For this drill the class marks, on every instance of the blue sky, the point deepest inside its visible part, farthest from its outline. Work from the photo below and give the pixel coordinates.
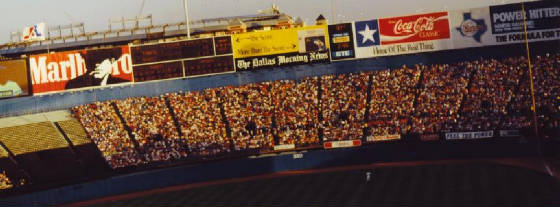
(95, 13)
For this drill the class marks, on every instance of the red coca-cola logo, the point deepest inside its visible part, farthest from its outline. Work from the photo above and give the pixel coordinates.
(414, 28)
(421, 24)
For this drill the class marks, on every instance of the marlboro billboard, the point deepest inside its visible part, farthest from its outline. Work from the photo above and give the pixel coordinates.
(80, 68)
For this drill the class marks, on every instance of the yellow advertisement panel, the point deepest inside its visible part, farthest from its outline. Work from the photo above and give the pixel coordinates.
(264, 43)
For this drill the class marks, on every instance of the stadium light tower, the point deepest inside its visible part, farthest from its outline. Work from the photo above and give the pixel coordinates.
(187, 19)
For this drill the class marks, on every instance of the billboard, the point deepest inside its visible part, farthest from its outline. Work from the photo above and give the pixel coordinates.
(33, 33)
(264, 49)
(172, 51)
(14, 80)
(204, 66)
(503, 24)
(158, 71)
(80, 68)
(341, 41)
(182, 58)
(542, 19)
(415, 28)
(470, 28)
(402, 35)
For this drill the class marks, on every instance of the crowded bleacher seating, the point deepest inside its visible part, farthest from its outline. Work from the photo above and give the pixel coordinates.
(153, 128)
(484, 94)
(200, 120)
(104, 127)
(343, 105)
(392, 100)
(296, 111)
(249, 112)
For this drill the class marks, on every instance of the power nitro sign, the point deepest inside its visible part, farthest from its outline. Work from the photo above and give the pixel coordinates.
(81, 68)
(432, 26)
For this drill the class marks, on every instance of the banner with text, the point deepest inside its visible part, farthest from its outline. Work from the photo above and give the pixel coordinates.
(503, 24)
(14, 80)
(182, 58)
(80, 68)
(402, 35)
(542, 19)
(341, 41)
(264, 49)
(469, 135)
(34, 33)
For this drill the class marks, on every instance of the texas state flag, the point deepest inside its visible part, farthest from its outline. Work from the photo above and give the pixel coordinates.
(367, 33)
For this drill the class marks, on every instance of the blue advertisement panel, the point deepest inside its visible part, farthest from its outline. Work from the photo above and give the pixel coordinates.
(342, 41)
(539, 15)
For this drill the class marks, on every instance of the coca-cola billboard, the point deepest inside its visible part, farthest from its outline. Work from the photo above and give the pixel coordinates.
(80, 68)
(422, 27)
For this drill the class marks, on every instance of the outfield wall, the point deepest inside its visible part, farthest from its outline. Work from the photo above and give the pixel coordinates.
(227, 169)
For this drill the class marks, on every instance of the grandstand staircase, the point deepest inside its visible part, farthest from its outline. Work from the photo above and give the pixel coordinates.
(16, 171)
(126, 127)
(173, 116)
(226, 122)
(368, 107)
(320, 114)
(176, 121)
(418, 89)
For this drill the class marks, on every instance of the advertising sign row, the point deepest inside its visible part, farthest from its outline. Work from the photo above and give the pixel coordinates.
(182, 58)
(504, 24)
(495, 25)
(402, 35)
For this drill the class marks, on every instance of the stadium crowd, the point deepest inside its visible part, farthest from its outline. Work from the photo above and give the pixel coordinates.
(153, 128)
(343, 105)
(200, 120)
(104, 127)
(392, 100)
(249, 112)
(485, 94)
(296, 111)
(442, 90)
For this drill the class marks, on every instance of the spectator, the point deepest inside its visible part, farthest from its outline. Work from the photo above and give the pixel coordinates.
(343, 105)
(5, 182)
(392, 100)
(104, 127)
(248, 109)
(153, 128)
(198, 113)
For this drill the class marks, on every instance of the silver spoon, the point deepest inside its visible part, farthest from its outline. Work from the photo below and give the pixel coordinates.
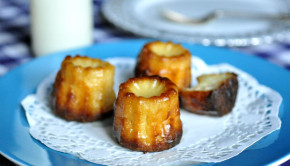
(216, 14)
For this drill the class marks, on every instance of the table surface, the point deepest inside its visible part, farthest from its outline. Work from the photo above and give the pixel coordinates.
(15, 42)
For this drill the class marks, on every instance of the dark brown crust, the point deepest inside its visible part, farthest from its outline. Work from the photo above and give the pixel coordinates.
(136, 145)
(217, 102)
(127, 99)
(176, 68)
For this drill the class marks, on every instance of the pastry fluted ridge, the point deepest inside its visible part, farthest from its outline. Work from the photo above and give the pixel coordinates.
(165, 59)
(147, 114)
(83, 89)
(215, 94)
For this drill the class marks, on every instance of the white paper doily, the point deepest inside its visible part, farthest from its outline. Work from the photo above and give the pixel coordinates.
(205, 139)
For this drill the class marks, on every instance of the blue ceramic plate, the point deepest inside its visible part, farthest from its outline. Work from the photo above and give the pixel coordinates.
(17, 144)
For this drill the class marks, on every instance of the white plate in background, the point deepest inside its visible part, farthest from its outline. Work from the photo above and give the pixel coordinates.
(143, 17)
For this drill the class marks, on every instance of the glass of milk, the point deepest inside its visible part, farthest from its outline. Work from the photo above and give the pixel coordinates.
(58, 25)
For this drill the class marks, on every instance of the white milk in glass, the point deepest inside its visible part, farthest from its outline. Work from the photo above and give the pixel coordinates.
(58, 25)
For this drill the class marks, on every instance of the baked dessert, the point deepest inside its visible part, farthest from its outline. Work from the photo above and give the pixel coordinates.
(165, 59)
(215, 94)
(83, 89)
(147, 114)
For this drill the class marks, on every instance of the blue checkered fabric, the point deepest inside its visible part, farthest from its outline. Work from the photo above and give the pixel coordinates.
(15, 37)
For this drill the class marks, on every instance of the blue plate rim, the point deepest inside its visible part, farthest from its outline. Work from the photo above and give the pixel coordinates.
(19, 68)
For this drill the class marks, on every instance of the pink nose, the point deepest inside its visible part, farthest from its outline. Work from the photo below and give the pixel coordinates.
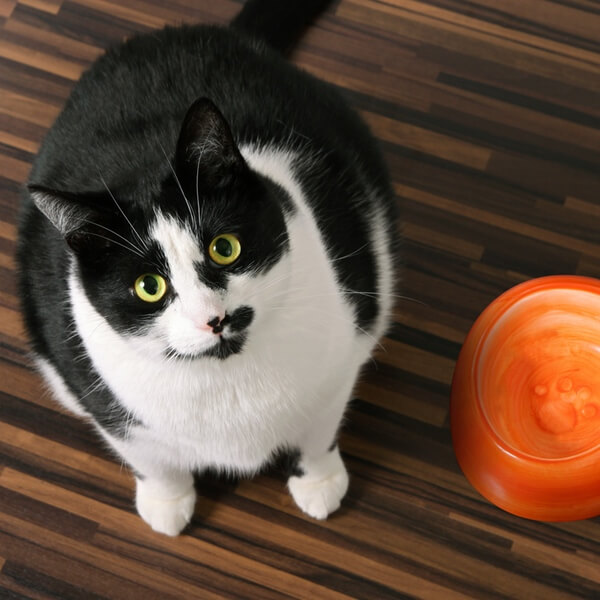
(217, 324)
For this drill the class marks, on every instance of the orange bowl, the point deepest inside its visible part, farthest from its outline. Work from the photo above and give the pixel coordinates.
(525, 401)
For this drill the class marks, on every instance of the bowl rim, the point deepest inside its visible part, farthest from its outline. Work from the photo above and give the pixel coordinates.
(517, 294)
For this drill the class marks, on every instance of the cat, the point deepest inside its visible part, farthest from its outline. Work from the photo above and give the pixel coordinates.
(206, 258)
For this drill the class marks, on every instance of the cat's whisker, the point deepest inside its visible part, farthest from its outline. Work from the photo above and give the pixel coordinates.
(189, 206)
(128, 248)
(109, 230)
(135, 232)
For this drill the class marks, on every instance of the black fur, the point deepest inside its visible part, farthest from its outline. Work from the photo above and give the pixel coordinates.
(132, 121)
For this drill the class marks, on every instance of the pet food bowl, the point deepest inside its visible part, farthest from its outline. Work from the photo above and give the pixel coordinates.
(525, 402)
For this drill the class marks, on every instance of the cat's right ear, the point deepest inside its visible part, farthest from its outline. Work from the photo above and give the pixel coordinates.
(75, 216)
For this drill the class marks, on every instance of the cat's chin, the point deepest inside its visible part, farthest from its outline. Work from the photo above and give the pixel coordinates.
(222, 349)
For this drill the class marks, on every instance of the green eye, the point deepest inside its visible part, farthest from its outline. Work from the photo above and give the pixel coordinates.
(150, 287)
(225, 249)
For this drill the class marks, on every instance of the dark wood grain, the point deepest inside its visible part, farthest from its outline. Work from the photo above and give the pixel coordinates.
(488, 113)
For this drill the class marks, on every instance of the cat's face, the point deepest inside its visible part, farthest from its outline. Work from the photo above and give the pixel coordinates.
(191, 272)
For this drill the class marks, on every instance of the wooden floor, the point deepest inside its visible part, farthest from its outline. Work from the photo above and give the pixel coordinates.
(488, 112)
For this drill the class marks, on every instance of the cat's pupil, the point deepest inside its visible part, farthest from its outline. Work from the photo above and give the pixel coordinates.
(150, 285)
(223, 247)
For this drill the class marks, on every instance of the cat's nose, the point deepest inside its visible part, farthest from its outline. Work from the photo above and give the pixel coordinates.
(217, 323)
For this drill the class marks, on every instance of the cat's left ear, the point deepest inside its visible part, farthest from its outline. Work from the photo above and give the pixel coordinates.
(206, 149)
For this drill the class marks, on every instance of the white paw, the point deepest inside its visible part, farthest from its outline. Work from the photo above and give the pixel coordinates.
(168, 516)
(319, 498)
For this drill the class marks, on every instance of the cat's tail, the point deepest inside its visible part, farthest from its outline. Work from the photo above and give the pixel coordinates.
(278, 22)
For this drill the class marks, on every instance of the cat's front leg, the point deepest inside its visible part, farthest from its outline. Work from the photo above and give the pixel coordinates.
(320, 480)
(165, 496)
(321, 484)
(166, 503)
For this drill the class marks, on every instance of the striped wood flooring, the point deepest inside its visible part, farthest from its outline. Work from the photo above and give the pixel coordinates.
(488, 112)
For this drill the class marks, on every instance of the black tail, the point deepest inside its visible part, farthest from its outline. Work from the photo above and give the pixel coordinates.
(278, 22)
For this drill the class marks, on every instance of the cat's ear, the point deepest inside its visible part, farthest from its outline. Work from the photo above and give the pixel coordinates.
(77, 217)
(206, 149)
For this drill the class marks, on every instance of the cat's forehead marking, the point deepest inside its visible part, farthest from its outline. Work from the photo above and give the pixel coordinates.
(180, 246)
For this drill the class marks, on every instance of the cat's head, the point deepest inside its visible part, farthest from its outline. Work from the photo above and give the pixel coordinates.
(193, 270)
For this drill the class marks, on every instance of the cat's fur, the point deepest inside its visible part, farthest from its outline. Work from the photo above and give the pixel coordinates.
(139, 173)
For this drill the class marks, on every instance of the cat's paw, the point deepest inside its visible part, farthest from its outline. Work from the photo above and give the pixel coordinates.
(168, 516)
(319, 496)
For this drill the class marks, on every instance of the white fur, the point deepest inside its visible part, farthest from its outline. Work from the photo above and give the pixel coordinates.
(289, 386)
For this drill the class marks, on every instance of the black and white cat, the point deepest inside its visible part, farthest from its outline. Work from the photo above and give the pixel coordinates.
(206, 258)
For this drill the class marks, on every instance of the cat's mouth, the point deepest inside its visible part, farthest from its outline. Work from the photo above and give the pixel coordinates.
(224, 348)
(231, 337)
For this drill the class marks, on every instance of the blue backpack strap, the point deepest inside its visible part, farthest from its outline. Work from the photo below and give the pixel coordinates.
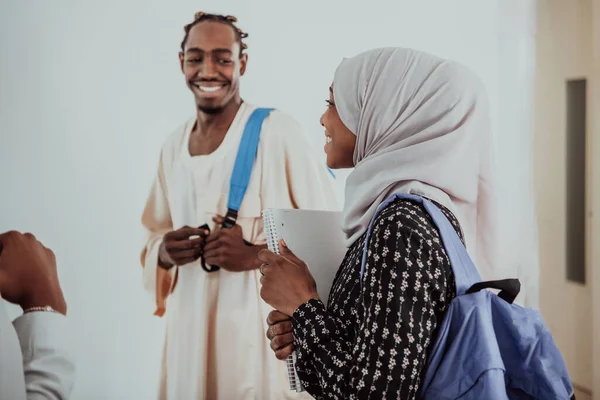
(242, 169)
(465, 273)
(244, 162)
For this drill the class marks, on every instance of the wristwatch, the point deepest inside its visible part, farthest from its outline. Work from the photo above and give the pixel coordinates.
(163, 265)
(40, 309)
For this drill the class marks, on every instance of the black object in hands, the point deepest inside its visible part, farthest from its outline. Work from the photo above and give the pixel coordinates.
(229, 222)
(213, 268)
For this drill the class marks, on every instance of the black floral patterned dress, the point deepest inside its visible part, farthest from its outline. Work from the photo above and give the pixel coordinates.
(372, 342)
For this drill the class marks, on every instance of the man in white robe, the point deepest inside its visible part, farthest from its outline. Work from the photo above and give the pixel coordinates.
(215, 346)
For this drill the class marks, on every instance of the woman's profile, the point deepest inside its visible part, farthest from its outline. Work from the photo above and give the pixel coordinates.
(407, 122)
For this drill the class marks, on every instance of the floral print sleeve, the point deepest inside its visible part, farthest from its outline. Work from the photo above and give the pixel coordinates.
(371, 341)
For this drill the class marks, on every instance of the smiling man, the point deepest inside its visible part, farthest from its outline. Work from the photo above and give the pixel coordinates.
(215, 346)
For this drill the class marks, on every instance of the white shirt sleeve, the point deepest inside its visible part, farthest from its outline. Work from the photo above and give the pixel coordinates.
(47, 361)
(12, 381)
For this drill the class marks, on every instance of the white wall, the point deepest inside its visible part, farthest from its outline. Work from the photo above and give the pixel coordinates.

----------------

## Given problem
Locate "man in white" in the material, then quote the line that contains it and all lines after it through the final one.

## Reply
For this drill the class marks, on every instance of the man in white robe, the point deepest inside its visible part, farthest from its outline. Work from the photo above and give the pixel coordinates.
(215, 346)
For this drill the class marks, on every instance of the woman's profile, the point deepest inside its visible part, farthest from its outline. Work from the photo above and give the pixel coordinates.
(407, 122)
For this drill the class marks, on every instance of the floral print sleeve, the point deepest inside its visible part, farthest from its outline. Work from the photo above and give the pixel coordinates.
(371, 341)
For this drill the class marks, on every instance of the smiling man, the point deepest inside its visible part, farthest from its outline. Work from the photo above and give the pixel coordinates.
(215, 346)
For this drill the class marks, on every instance of the white shirt sleeve, the point deepest inside its visible part, farthest from its outline. Work from the photo above and give the pixel coordinates.
(47, 361)
(12, 381)
For this drill the class marks, on every instance of the white wall, the point deepest inside its visible part, farthest from its outline. Work from the photo above and give the pixel coordinates.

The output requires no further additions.